▶ [Excerpted passage]
────────────────────────────────────────

# COSE222: Computer Architecture Design Lab #4

Due: Nov 11, 2020 (Wednesday) 11:59pm on Blackboard

**Total score: 45** 

In this lab you are requested to complete the 5-stage pipelined processor design. The basic idea of pipelining is simple, so we can split the processes for executing instructions into 5 stages: instruction fetch, instruction decoding, execution, memory accessing, and write-back. The data and the control signals required for executing instructions are propagated through pipeline registers between stages. The 5-stage pipeline processor manipulates the control signals for data forwarding and hazard detection also. As we discussed during the classes, data forwarding is an essential part of the pipelined processor to guarantee the performance benefits by pipelining. Without the data forwarding the pipelined processor will encounter more frequent pipeline stalls, which will degrade the performance of the pipelined processor. In addition the pipelined processor will generate wrong results if the hazard detection unit is designed incorrectly. Thus you must work carefully for implementing such hardware units in the pipelined processor design. (Remember the idiom "THE DEVIL IS IN THE DETAIL".)

────────────────────────────────────────

▶ [Given data]
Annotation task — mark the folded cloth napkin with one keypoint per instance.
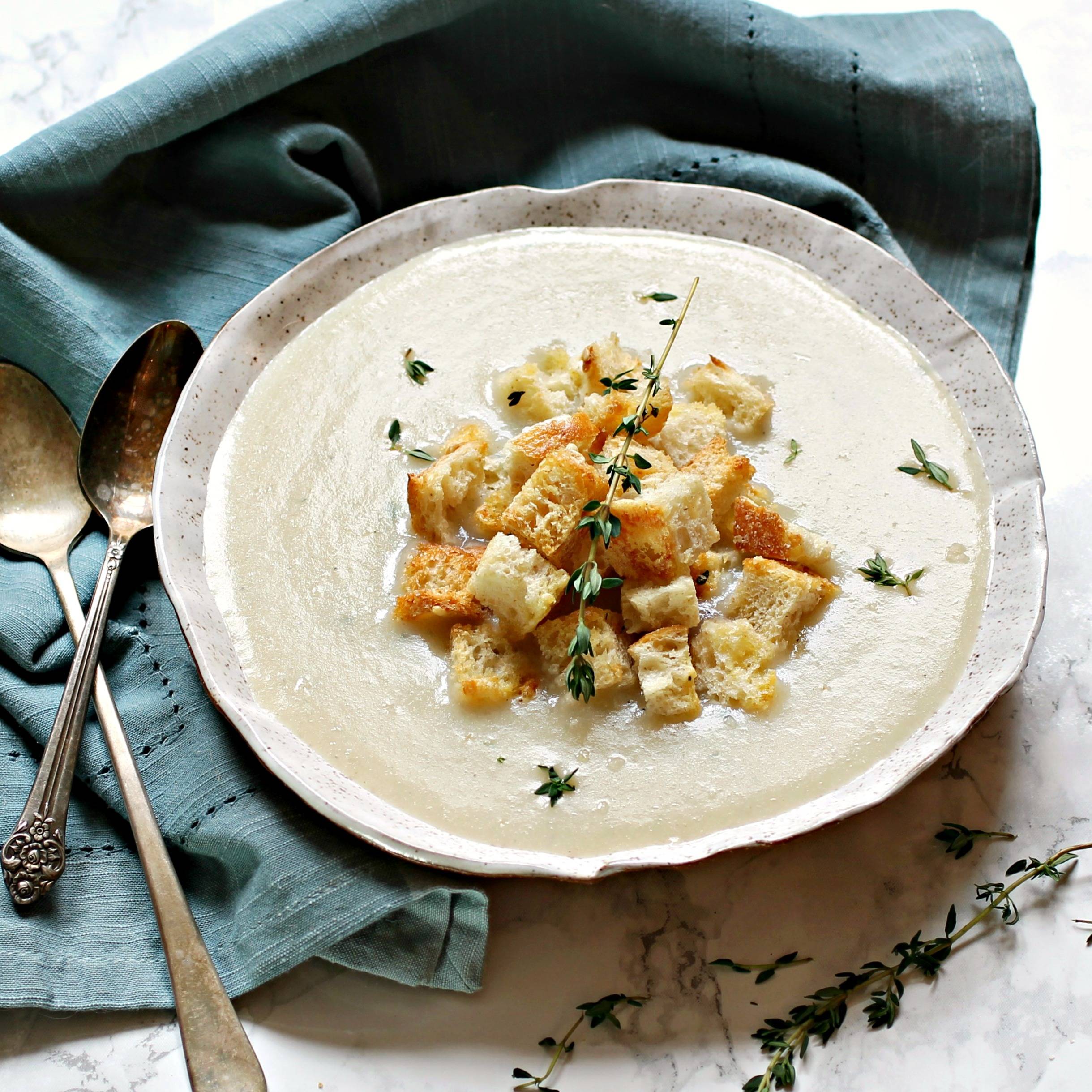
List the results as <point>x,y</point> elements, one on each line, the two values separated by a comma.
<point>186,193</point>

────────────────────────────────────────

▶ [What is needed]
Using the lab handout, answer:
(a) When and where is the lab due?
(b) What is the total score?
(c) According to the handout, what happens to the pipelined processor without data forwarding?
The listing is separate material, apart from the lab handout.

▶ [Result of the task]
(a) Nov 11, 2020 (Wednesday), 11:59pm, on Blackboard.
(b) 45.
(c) It encounters more frequent pipeline stalls, which degrade its performance.